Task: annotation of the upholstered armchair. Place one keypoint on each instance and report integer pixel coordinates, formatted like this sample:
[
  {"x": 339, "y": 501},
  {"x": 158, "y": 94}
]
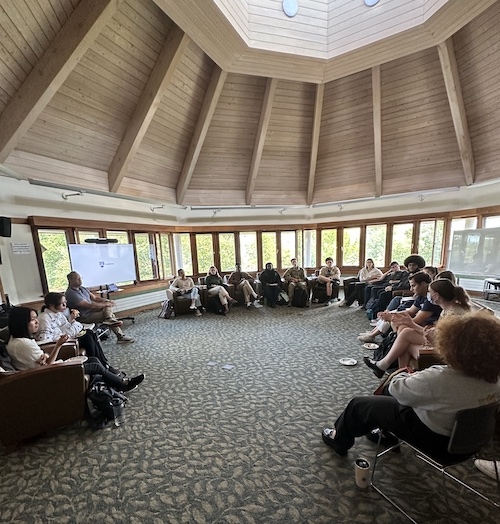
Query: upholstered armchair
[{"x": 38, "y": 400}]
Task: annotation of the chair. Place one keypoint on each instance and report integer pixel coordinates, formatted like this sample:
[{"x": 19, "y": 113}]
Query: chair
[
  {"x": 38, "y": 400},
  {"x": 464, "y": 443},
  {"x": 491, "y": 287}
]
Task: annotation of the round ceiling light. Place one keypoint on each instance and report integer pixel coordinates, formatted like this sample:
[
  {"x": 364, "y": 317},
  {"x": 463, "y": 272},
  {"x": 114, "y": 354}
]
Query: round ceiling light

§ Written request
Reproduce all of the data above, requests included, multiplying every x and y coordinate in the answers by 2.6 and rounding to whole numbers, with halves rounded up, while leaving the requests and their format samples unchanged. Omit the pictures from your answer.

§ Written reply
Task: annotation of the upholstered armchair. Place one keypoint on each instance and report integer pixel coordinates, formatted like this sample:
[
  {"x": 339, "y": 501},
  {"x": 158, "y": 94}
]
Query: upholstered armchair
[{"x": 99, "y": 1040}]
Task: annotation of the chair. Place one keypoint on each instance and report integer pixel coordinates, formatted like this sample:
[{"x": 19, "y": 113}]
Query: chair
[
  {"x": 99, "y": 1040},
  {"x": 1206, "y": 1152},
  {"x": 1277, "y": 746}
]
Task: annotation of the round ceiling light. Place one keypoint on each instance and report integer pixel coordinates, formatted like this sample:
[
  {"x": 364, "y": 317},
  {"x": 463, "y": 272},
  {"x": 114, "y": 354}
]
Query: round ceiling light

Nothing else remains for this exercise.